Copy out exactly the lines from the first line of the material below through the line containing "note: each item", and nothing beyond them.
Source material Block Start
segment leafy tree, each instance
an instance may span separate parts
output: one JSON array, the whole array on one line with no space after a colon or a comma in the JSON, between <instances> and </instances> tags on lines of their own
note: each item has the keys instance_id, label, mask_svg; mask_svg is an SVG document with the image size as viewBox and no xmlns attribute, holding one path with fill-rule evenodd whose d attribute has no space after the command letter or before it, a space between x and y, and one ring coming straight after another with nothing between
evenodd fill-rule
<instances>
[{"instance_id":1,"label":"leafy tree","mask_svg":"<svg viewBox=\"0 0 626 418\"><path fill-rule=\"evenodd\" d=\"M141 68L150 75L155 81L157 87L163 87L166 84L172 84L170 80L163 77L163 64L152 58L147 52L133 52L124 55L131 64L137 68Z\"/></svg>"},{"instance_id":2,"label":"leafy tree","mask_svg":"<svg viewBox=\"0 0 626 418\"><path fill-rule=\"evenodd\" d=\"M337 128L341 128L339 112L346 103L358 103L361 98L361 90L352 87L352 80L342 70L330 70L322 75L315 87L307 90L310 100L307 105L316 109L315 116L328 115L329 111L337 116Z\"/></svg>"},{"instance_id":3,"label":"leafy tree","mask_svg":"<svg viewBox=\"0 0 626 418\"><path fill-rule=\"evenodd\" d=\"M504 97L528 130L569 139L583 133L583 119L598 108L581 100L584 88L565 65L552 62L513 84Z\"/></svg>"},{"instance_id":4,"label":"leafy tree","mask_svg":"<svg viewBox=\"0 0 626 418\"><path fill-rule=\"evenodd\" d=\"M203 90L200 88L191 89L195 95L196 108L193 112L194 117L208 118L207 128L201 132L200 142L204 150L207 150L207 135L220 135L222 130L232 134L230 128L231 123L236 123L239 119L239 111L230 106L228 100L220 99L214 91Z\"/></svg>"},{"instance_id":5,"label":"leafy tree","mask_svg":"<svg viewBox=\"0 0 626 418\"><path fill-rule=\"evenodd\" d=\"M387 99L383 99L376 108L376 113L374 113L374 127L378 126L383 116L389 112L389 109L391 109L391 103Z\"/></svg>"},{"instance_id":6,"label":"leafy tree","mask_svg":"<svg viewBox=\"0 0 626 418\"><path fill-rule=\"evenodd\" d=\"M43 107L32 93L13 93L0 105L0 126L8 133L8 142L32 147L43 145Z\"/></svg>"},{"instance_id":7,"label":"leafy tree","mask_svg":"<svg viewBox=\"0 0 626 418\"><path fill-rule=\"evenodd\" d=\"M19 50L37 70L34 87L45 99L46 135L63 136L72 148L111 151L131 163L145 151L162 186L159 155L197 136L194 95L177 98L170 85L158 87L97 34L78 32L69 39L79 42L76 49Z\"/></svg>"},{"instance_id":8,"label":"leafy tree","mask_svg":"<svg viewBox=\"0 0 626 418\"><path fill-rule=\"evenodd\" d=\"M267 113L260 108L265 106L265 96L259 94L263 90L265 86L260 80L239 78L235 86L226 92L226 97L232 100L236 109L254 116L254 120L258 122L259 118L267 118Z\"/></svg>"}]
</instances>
Source material Block End
**Completed task**
segment leafy tree, each instance
an instance may span separate parts
output: one JSON array, the whole array on one line with no space after a colon or a comma in the JSON, between <instances> and </instances> tags on lines of their own
note: each item has the keys instance_id, label, mask_svg; mask_svg is an SVG document with the image size as viewBox and no xmlns attribute, holding one path with fill-rule evenodd whose d attribute has no space after the command letter or before it, a space between x and y, and one ring coming straight after another with nothing between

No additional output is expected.